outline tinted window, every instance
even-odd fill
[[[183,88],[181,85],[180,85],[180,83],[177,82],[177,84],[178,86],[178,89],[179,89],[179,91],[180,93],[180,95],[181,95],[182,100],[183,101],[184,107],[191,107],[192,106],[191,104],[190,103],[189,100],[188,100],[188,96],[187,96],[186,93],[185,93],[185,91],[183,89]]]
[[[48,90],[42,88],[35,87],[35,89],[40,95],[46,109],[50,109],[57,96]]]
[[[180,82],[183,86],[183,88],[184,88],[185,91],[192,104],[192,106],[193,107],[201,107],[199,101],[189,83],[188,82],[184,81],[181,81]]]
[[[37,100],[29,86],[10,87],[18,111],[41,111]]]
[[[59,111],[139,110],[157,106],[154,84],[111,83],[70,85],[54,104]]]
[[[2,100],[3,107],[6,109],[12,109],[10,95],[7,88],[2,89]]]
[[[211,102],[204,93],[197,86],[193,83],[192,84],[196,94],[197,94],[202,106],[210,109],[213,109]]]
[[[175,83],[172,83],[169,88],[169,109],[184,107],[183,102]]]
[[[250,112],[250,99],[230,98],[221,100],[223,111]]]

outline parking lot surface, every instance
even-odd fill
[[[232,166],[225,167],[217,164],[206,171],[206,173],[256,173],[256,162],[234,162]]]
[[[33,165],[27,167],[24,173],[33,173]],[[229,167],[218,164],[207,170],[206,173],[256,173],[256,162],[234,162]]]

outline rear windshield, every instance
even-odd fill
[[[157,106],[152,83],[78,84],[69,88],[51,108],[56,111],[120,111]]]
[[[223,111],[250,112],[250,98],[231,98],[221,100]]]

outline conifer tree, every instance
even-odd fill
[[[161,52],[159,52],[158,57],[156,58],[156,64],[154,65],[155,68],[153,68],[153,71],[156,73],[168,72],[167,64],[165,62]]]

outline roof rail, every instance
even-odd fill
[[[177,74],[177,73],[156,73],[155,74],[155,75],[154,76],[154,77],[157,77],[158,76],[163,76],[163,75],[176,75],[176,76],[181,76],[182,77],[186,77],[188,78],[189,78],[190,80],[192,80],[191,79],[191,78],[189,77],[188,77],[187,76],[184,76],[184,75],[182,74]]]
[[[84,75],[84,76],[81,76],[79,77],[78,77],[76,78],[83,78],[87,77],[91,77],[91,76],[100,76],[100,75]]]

__________

Work to complete: Retype all of the data above, line for line, without changing a single character.

Response to this task:
outline tinted window, every instance
even-odd fill
[[[183,88],[181,85],[180,85],[180,83],[177,82],[177,84],[178,86],[178,89],[179,89],[179,91],[180,93],[180,95],[181,95],[182,100],[183,101],[184,107],[191,107],[192,106],[191,104],[190,103],[189,100],[188,100],[188,96],[187,96],[186,93],[185,93],[185,91],[183,89]]]
[[[48,90],[42,88],[35,87],[35,89],[40,95],[46,109],[50,109],[57,96]]]
[[[180,82],[183,86],[183,88],[184,88],[185,91],[192,104],[192,106],[193,107],[201,107],[199,101],[189,83],[188,82],[184,81],[181,81]]]
[[[37,100],[29,86],[10,87],[18,111],[41,111]]]
[[[59,111],[139,110],[157,106],[154,84],[111,83],[70,85],[54,104]]]
[[[2,100],[3,107],[6,109],[12,109],[10,95],[7,88],[2,89]]]
[[[211,102],[204,93],[197,86],[193,83],[192,84],[196,94],[197,94],[202,106],[210,109],[213,109]]]
[[[175,83],[172,83],[169,88],[169,109],[184,107],[183,102]]]
[[[250,112],[250,99],[230,98],[221,100],[223,111]]]

outline parking lot surface, every instance
even-odd fill
[[[232,166],[225,167],[217,164],[206,171],[206,173],[256,173],[256,162],[234,162]]]
[[[33,165],[27,167],[24,173],[33,173]],[[229,167],[218,164],[207,170],[206,173],[256,173],[256,162],[234,162]]]

outline rear windshield, every instance
even-odd fill
[[[157,106],[152,83],[78,84],[69,88],[51,108],[56,111],[120,111]]]
[[[223,111],[250,112],[250,98],[231,98],[221,100]]]

outline conifer tree, every instance
even-odd fill
[[[161,52],[159,52],[158,57],[156,58],[156,64],[154,65],[155,68],[153,68],[153,71],[156,73],[168,72],[167,64],[165,62]]]

outline roof rail, every instance
even-odd fill
[[[177,74],[177,73],[156,73],[155,74],[155,75],[154,76],[154,77],[157,77],[158,76],[163,76],[163,75],[176,75],[176,76],[181,76],[182,77],[186,77],[188,78],[189,78],[190,80],[192,80],[191,79],[191,78],[189,77],[188,77],[187,76],[184,76],[184,75],[182,74]]]
[[[84,75],[84,76],[81,76],[79,77],[78,77],[76,78],[83,78],[87,77],[91,77],[91,76],[100,76],[100,75]]]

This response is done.